# WHAT NEEDS TO BE DONE:
Please rewrite the entries below, substituting "a comma" for every occurrence of "a tab character" and leaving everything else unchanged.

Point placement entries:
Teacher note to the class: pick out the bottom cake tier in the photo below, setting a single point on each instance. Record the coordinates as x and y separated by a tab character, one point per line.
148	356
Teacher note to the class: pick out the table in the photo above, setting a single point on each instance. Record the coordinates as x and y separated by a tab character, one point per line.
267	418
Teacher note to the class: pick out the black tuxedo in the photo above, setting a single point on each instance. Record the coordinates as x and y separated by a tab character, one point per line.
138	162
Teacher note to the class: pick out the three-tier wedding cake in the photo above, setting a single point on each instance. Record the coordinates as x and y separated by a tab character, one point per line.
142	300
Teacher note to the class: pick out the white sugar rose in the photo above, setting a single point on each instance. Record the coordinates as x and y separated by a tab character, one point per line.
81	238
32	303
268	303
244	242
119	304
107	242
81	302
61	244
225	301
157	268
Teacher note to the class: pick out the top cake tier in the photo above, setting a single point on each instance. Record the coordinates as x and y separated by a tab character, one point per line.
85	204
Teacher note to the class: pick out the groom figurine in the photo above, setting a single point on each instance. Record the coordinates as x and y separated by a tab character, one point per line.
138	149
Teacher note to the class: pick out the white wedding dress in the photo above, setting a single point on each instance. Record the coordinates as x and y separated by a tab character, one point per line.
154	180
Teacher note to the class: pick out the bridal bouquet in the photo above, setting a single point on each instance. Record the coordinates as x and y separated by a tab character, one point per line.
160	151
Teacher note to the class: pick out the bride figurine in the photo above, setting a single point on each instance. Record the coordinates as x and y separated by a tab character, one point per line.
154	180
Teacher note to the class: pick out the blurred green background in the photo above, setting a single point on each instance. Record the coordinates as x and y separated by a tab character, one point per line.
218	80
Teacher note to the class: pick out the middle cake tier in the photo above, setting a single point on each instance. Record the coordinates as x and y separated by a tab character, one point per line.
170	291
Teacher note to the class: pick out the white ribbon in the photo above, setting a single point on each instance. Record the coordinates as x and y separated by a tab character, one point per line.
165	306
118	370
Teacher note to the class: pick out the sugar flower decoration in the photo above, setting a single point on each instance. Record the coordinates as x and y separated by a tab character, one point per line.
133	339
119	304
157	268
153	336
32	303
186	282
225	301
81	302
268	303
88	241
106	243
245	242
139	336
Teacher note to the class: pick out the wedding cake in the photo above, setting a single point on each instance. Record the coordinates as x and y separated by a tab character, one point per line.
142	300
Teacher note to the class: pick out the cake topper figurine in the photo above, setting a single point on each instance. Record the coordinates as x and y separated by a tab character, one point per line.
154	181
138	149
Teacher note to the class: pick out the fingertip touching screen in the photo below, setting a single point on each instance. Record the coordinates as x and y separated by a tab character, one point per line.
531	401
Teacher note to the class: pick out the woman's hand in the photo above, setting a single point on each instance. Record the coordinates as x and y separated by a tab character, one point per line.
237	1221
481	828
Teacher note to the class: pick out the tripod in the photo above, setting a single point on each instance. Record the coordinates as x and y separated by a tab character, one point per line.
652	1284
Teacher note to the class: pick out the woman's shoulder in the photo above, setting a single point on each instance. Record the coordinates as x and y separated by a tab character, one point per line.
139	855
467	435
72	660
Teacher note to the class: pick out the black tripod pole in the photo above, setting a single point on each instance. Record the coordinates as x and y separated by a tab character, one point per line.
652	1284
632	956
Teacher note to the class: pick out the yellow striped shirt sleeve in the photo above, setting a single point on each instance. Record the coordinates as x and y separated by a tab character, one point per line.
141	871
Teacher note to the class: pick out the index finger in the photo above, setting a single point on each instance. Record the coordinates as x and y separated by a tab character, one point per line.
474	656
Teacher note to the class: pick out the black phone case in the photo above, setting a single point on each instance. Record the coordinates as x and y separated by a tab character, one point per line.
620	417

# COMPLETE OUTPUT:
Teacher note to the class: pick out the bottom cake tier in the photo below, setting a single point on each instance. Record the coordinates as x and y separated by a comma, one point per line.
148	356
Teacher note to the class: pick out the table in the photo above, setting a single point on each instance. Record the coordinates as x and y separated by a comma, one point per line.
267	418
Teacher note to the class: pick out the black tuxedo in the photo above, setting a single point on each instance. Record the coordinates as x and y separated by a comma, one point per line.
138	162
Teacher note to the class: pick out the three-tier wedding cake in the photo above, setting a single point on each instance. Record the coordinates as x and y separated by a comma, one point per line.
142	300
Teacher note to the class: pick out the white sugar rose in the photo above, setting a single point on each instance. Record the coordinates as x and y separated by a comma, one point per line.
81	238
32	303
268	303
244	242
119	304
107	242
81	302
61	244
225	301
157	268
Teacher note to the class: pick out the top cake tier in the photo above, setting a single point on each instance. Record the coordinates as x and y separated by a comma, one point per line.
85	204
Teacher note to the class: pick out the groom figurine in the photo above, setting a single point on each instance. Record the coordinates as x and y separated by a comma, one point per line.
138	149
Teacher note to the class: pick out the white wedding dress in the photo above, setting a single point on each instance. Record the coordinates as x and y separated by a comma, one point per line.
154	180
Teacher note to the class: pick out the bridal bouquet in the photo above, setting a single point on each instance. Record the coordinates as x and y separated by a comma, one point per line.
160	151
Teacher note to the class: pick out the bride figurine in the photo above, setting a single point on each instance. Record the coordinates as x and y separated by a comma, one point per line.
154	180
Teacher note to the class: pick out the blurred green background in the photo above, setting a single point on each instance. Record the coordinates as x and y separated by a comma, one point per line.
218	80
Teacher note to the class: pick out the middle cake tier in the photo above, setting a single point on each instance. Record the coordinates as x and y separated by a comma, one point per line.
170	291
Teacher note to the class: pick out the white ribbon in the photo above, setting a single point on each instance. Record the coordinates as x and y separated by a comma, one point per line.
165	306
118	370
Teacher note to the class: pick out the sugar flower decoration in the photo above, setting a single point on each instance. Record the coordinates as x and y separated by a comma, one point per line.
133	339
119	304
157	268
153	336
32	303
186	282
225	301
81	302
268	303
88	241
106	243
245	242
139	336
Teacher note to the class: pick out the wedding cake in the photo above, setting a single point on each instance. Record the coordinates as x and y separated by a comma, one point per line.
142	300
Teacher note to the class: pick out the cake topper figurine in the photo above, setting a single point on each instance. Record the coordinates as x and y separated by a comma, one point per line.
154	181
138	149
Teacher note to the class: pick out the fingertip touching screen in the photo below, setting a single point on each instance. Record the coordinates as x and y separated by a comma, one point per line.
531	401
Teacher note to the class: pick out the woman's hand in the photo above, setting a single point on each instance. Record the coordinates as x and y separated by a comma, one point per line.
237	1221
481	828
Teacher note to the class: pick out the tripod in the photo above, setting a single point on each instance. Record the coordinates as x and y separated by a comma, one point per line.
652	1284
Teacher note to the class: pick out the woman's shoulder in the photo above, setting a single point on each instance. Record the coordinates as x and y separated by a comma, one point per line.
139	855
467	435
72	660
Teacher note to the class: pick out the black tripod pole in the photo above, setting a single point on each instance. Record the coordinates as x and y separated by a comma, one point per line.
652	1284
632	956
Teacher note to the class: pick out the yellow striped shirt sleeve in the photo above, setting a single point on each instance. Record the coordinates as x and y separated by a comma, one point per line.
141	871
Teacher note to the class: pick out the index finger in the photo above, setting a single point on each instance. Record the coordinates as x and y separated by a comma, one point per line.
474	656
Teacher note to the class: pick out the black phone case in the photo above, setting a single point on each instance. Record the coordinates as x and y separated by a comma, one point per line.
620	417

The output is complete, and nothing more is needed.